Instruction: Starting from the first line of the records and continuing through the line that contains "[0,292,584,429]", give those lines as a numbered list with any blank lines left out.

Records provided:
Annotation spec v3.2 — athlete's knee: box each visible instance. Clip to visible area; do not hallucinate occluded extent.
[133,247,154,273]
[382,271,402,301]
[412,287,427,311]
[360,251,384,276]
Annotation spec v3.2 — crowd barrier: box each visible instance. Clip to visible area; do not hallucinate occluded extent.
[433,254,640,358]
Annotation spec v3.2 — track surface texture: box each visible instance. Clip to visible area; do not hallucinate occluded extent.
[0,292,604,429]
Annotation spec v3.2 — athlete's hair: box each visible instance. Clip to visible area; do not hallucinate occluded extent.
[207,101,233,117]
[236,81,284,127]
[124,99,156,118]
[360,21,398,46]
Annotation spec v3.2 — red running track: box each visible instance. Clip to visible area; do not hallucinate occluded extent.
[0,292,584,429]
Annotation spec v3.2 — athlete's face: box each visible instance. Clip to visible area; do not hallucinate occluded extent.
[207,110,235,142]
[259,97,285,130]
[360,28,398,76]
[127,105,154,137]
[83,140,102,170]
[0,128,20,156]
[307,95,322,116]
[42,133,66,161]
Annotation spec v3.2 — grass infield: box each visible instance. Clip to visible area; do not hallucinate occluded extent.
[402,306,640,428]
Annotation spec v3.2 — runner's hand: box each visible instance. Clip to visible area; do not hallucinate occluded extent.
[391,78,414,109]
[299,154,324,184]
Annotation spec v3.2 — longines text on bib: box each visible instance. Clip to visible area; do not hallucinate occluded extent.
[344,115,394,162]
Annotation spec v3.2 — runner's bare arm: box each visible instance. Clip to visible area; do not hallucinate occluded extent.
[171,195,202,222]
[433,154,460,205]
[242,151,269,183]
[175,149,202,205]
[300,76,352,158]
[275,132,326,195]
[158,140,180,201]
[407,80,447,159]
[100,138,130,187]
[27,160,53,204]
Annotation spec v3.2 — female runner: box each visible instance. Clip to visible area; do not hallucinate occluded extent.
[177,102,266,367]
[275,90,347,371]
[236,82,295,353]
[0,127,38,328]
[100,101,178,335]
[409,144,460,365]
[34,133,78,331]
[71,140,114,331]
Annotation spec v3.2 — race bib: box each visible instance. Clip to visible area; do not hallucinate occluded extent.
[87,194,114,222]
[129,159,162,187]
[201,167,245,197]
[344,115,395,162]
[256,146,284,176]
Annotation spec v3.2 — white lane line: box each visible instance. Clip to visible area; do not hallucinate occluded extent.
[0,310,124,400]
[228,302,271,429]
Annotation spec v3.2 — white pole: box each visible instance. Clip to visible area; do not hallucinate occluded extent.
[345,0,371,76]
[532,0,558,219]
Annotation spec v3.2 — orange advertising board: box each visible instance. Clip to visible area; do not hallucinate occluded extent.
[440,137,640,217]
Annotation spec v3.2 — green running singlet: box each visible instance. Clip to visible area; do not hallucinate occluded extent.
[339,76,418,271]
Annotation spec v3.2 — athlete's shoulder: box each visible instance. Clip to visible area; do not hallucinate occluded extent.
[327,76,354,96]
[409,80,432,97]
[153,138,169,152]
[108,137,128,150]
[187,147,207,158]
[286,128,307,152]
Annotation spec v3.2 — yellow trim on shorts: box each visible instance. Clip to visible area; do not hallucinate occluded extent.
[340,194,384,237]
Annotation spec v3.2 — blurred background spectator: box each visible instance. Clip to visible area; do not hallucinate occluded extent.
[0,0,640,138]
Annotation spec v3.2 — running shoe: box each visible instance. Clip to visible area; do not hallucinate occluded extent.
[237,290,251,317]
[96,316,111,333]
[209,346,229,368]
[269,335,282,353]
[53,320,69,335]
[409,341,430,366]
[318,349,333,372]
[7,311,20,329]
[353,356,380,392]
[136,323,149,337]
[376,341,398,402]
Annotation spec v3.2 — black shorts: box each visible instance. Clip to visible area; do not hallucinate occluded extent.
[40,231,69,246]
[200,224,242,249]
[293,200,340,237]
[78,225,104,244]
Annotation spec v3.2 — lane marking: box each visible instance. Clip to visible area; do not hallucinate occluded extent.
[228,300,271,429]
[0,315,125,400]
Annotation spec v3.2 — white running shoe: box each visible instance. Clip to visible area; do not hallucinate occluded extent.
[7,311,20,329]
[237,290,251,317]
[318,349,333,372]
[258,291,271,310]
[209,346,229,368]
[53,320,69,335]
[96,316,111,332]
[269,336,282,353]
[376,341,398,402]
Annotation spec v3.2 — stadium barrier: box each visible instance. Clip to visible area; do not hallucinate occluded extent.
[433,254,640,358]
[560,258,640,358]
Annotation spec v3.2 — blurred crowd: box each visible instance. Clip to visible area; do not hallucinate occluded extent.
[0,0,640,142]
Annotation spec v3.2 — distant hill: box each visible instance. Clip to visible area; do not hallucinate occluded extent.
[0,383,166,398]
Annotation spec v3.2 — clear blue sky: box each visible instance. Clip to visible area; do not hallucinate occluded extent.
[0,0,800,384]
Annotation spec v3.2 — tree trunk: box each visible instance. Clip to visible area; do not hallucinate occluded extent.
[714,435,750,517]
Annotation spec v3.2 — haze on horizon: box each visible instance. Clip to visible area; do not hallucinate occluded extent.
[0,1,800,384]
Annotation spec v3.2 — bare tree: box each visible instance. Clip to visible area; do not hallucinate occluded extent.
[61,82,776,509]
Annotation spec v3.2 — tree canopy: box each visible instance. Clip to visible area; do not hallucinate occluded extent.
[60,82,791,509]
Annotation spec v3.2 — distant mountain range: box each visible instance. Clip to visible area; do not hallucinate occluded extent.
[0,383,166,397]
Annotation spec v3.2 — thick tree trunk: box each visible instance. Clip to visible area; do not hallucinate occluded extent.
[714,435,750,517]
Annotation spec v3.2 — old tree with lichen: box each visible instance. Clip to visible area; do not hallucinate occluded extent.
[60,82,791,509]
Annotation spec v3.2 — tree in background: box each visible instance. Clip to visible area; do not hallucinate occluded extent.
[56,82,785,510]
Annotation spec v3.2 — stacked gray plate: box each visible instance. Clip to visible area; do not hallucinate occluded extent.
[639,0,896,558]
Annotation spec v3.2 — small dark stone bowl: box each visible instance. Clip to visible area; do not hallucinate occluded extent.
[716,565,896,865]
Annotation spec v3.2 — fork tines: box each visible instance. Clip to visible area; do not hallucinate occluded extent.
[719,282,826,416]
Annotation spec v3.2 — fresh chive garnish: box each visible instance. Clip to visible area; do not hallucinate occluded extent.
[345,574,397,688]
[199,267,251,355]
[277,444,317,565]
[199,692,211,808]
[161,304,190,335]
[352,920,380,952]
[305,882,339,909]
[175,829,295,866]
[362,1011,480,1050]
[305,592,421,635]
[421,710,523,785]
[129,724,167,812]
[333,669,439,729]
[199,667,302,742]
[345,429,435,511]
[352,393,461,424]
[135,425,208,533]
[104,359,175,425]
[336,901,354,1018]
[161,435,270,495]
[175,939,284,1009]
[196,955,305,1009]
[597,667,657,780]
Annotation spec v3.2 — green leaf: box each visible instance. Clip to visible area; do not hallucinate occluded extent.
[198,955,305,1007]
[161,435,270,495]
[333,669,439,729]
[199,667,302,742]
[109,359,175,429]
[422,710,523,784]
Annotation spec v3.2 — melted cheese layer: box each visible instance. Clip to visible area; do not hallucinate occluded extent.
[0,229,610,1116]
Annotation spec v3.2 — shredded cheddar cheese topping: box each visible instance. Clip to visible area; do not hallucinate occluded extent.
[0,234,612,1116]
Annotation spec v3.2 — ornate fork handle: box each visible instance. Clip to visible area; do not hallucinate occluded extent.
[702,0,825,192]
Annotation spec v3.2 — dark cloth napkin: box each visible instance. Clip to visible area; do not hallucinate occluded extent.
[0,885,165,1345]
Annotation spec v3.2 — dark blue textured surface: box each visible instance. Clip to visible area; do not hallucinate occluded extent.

Full solution:
1. Annotation spec v3.2 — athlete's knee: box each visible instance. Clip to visible area; do not hallucinate occluded extent.
2. [133,247,154,273]
3. [382,271,402,301]
4. [412,287,427,311]
5. [360,251,384,276]
6. Annotation spec v3.2 — crowd barrier: box each visible instance. Clip to visible area; do not hallucinate occluded extent.
7. [433,254,640,358]
8. Annotation spec v3.2 — track surface texture: box each visible instance. Clip to visible area; do not hallucinate occluded extent.
9. [0,292,604,429]
10. Annotation spec v3.2 — athlete's hair: box each visible instance. Clip to visible area; do not hallucinate occluded extent.
11. [207,101,233,117]
12. [236,81,284,127]
13. [124,99,156,118]
14. [360,21,398,46]
15. Annotation spec v3.2 — red running track: box each visible instance. Clip to visible area; do not hallucinate occluded extent.
16. [0,292,584,429]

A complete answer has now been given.